▶ _Consigne 1_: Relevez, dans le texte d'étude, tous les passages placés entre guillemets, titre compris.
▶ _Consigne 2_: Poursuivez le texte sur le devoir de vigilance des employeurs à la suite de sa dernière phrase.

▶ _Texte d'étude_:
Sanction du “défaut de vigilance”
Parfaitement justifié dans son intention – en effet ne vaut-il pas mieux prévenir que guérir ? – cet accent mis sur la prévention se traduit toutefois, en droit, par une multiplication des obligations qui incombent aux employeurs et dont le non-respect peut être sanctionné même s’il ne conduit pas à un accident du travail ou à une maladie professionnelle. Et si un incident est porté devant les tribunaux, les choses se corsent encore, “le principe de prévention” ayant pour corollaire, dans les tribunaux, la notion grandissante de “devoir de vigilance”. “Toute atteinte à la santé et/ou la sécurité du travailleur sera analysée par le juge pénal sous le prisme du devoir de vigilance de l’établissement”, préviennent les avocats.

▶ _Données fournies_:
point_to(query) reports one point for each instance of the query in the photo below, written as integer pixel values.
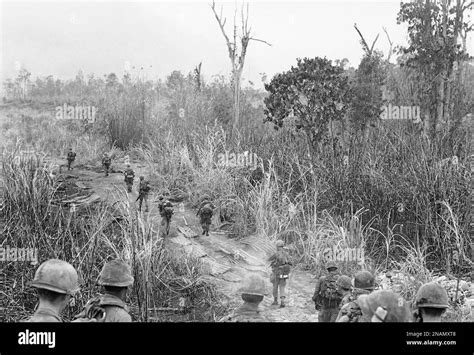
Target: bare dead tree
(368, 49)
(237, 59)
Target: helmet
(116, 273)
(384, 306)
(364, 280)
(331, 265)
(57, 276)
(344, 282)
(280, 243)
(431, 295)
(253, 285)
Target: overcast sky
(59, 38)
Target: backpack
(329, 288)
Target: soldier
(129, 175)
(280, 263)
(56, 281)
(253, 293)
(431, 301)
(143, 190)
(326, 295)
(106, 161)
(384, 306)
(71, 156)
(350, 312)
(166, 212)
(344, 287)
(205, 212)
(115, 278)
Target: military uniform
(129, 176)
(44, 314)
(205, 213)
(106, 161)
(71, 156)
(166, 212)
(143, 190)
(280, 263)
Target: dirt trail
(229, 260)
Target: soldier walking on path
(205, 212)
(351, 312)
(143, 190)
(56, 281)
(327, 296)
(166, 212)
(129, 175)
(280, 263)
(431, 301)
(106, 161)
(71, 156)
(115, 278)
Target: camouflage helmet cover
(431, 295)
(116, 273)
(56, 275)
(364, 280)
(331, 265)
(384, 306)
(344, 282)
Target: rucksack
(329, 288)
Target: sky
(61, 38)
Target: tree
(435, 29)
(237, 60)
(315, 92)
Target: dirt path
(229, 260)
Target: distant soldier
(280, 263)
(344, 287)
(71, 156)
(253, 293)
(143, 190)
(129, 175)
(115, 278)
(56, 281)
(364, 283)
(205, 212)
(106, 161)
(384, 306)
(166, 212)
(327, 297)
(431, 301)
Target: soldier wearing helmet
(384, 306)
(115, 278)
(129, 175)
(344, 284)
(252, 293)
(431, 301)
(56, 281)
(106, 161)
(280, 263)
(327, 296)
(205, 212)
(364, 283)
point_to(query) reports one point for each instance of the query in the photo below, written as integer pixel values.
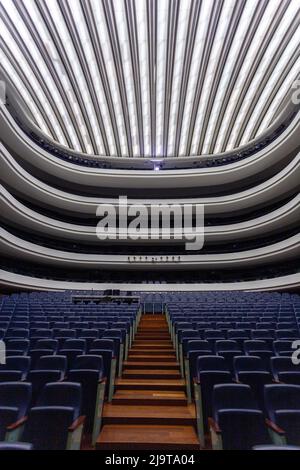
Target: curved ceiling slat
(149, 78)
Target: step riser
(160, 352)
(152, 386)
(142, 446)
(152, 347)
(150, 401)
(150, 358)
(150, 376)
(150, 366)
(161, 420)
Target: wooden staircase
(149, 410)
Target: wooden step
(150, 384)
(148, 414)
(139, 437)
(151, 346)
(132, 364)
(152, 342)
(154, 352)
(170, 358)
(149, 397)
(150, 374)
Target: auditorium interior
(150, 225)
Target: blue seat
(57, 362)
(242, 429)
(284, 370)
(255, 345)
(21, 345)
(251, 370)
(89, 372)
(275, 447)
(287, 334)
(211, 370)
(17, 364)
(79, 344)
(35, 355)
(15, 446)
(117, 336)
(62, 394)
(283, 347)
(283, 411)
(237, 403)
(14, 402)
(14, 333)
(53, 428)
(39, 378)
(49, 344)
(109, 369)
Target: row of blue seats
(238, 423)
(212, 371)
(61, 412)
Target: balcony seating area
(235, 354)
(62, 361)
(90, 162)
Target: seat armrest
(17, 424)
(78, 422)
(274, 427)
(214, 426)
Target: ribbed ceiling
(151, 78)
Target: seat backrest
(88, 361)
(248, 364)
(283, 364)
(107, 344)
(47, 427)
(282, 345)
(61, 394)
(47, 343)
(199, 345)
(15, 446)
(52, 363)
(226, 345)
(18, 344)
(17, 395)
(211, 363)
(239, 396)
(242, 429)
(20, 363)
(281, 397)
(79, 344)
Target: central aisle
(149, 410)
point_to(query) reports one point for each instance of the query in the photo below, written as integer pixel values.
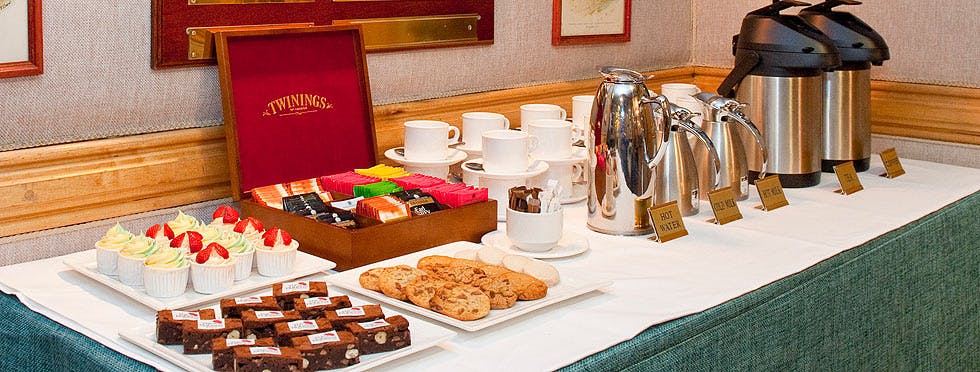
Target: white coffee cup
(535, 111)
(535, 232)
(506, 151)
(582, 111)
(555, 138)
(566, 174)
(428, 139)
(475, 123)
(673, 90)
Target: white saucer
(571, 244)
(537, 168)
(455, 156)
(579, 154)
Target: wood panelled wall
(61, 185)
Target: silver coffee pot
(721, 116)
(677, 174)
(626, 140)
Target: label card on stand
(847, 175)
(771, 193)
(724, 206)
(667, 222)
(893, 166)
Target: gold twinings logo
(297, 104)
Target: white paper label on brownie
(302, 325)
(268, 314)
(295, 287)
(317, 301)
(185, 315)
(232, 342)
(264, 350)
(374, 324)
(324, 337)
(211, 324)
(248, 300)
(351, 311)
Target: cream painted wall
(934, 42)
(98, 82)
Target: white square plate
(424, 335)
(572, 284)
(306, 264)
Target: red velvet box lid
(297, 104)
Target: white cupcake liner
(130, 270)
(243, 265)
(276, 263)
(165, 282)
(210, 279)
(106, 260)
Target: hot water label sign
(667, 222)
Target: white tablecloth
(653, 282)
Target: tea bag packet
(343, 219)
(383, 208)
(417, 181)
(344, 182)
(308, 204)
(376, 189)
(419, 203)
(384, 172)
(271, 195)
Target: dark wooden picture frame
(34, 65)
(558, 39)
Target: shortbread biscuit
(527, 287)
(500, 289)
(393, 280)
(421, 290)
(369, 279)
(461, 302)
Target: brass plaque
(200, 40)
(724, 206)
(771, 193)
(847, 176)
(667, 222)
(406, 32)
(893, 166)
(234, 2)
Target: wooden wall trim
(61, 185)
(934, 112)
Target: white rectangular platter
(424, 335)
(306, 264)
(572, 284)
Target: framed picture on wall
(20, 38)
(590, 22)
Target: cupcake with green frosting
(243, 251)
(107, 249)
(131, 258)
(165, 273)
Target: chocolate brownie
(285, 293)
(258, 324)
(197, 336)
(313, 307)
(170, 323)
(328, 350)
(287, 330)
(338, 318)
(223, 353)
(267, 358)
(233, 307)
(381, 335)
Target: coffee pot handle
(690, 127)
(663, 132)
(737, 114)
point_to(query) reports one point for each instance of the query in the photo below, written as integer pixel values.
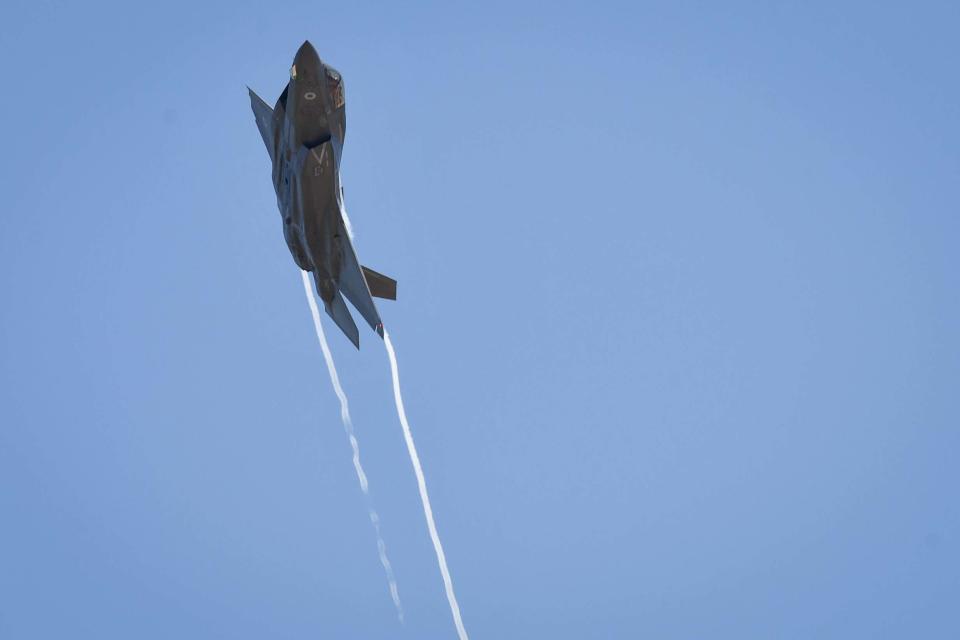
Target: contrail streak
(422, 484)
(348, 427)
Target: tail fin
(380, 285)
(341, 315)
(264, 117)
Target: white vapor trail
(348, 427)
(422, 485)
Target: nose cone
(307, 62)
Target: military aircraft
(304, 136)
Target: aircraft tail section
(380, 285)
(337, 309)
(354, 285)
(264, 116)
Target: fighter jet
(304, 136)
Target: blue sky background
(677, 328)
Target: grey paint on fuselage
(304, 135)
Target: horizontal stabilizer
(380, 285)
(341, 315)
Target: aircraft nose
(307, 62)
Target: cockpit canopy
(335, 86)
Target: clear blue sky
(677, 328)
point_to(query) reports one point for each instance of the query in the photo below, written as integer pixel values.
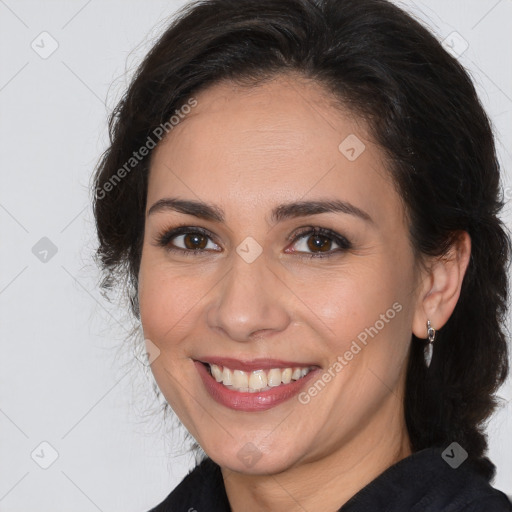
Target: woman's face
(249, 287)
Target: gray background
(66, 378)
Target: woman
(303, 196)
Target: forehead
(277, 141)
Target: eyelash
(164, 239)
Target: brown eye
(319, 243)
(187, 240)
(194, 241)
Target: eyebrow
(280, 213)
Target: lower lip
(246, 401)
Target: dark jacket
(422, 482)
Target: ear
(439, 286)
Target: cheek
(168, 301)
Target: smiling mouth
(256, 380)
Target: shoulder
(426, 482)
(495, 501)
(201, 489)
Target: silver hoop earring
(429, 348)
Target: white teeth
(257, 380)
(240, 379)
(227, 377)
(216, 372)
(274, 377)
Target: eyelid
(343, 243)
(164, 238)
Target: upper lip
(253, 364)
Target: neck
(325, 484)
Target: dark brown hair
(423, 111)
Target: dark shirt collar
(422, 482)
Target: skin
(247, 150)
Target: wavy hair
(423, 111)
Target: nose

▶ _Résultat attendu 1_:
- défaut de vigilance
- le principe de prévention
- devoir de vigilance
- Toute atteinte à la santé et/ou la sécurité du travailleur sera analysée par le juge pénal sous le prisme du devoir de vigilance de l'établissement

▶ _Résultat attendu 2_:
Multiplication des obligations de prévention
Pour s’acquitter de ce “devoir de vigilance”, les employeurs sont ainsi tenus d’évaluer les risques professionnels – tant physiques que psychiques – présents dans leur établissement, mais aussi de :
- “mener les actions réglementaires et/ou pertinentes de prévention, d’information et de formation” ;
- “mettre en place une organisation et des moyens adaptés” ;
- “veiller à l’actualisation régulière de ces mesures préventives pour coller à la réalité de leur établissement”.
Mutation du “harcèlement moral” et des RPS
Cette évolution n’épargne bien sûr pas la question délicate des risques psychosociaux (RPS) où elle prend même une ampleur spécifique dont témoigne la mutation qui affecte la notion de harcèlement moral. “Auparavant, l’intention de nuire était exigée pour caractériser le délit. D’ailleurs le choix du vocable ‘harcèlement’ était en soi porteur d’une connotation négative et sans équivoque : harceleur et harcelée, bourreau et victime. Force est de constater que ce prisme a disparu au profit d’une logique préventive, plaçant au cœur du dispositif la santé du salarié et son bien-être au travail” analysent les avocats du cabinet du cabinet MI2. Bien entendu, cela n’est pas neutre devant les tribunaux puisque “désormais, le juge pénal considère qu’il peut y avoir harcèlement sans volonté de nuire, pourvu qu’il y ait dégradation des conditions de travail”.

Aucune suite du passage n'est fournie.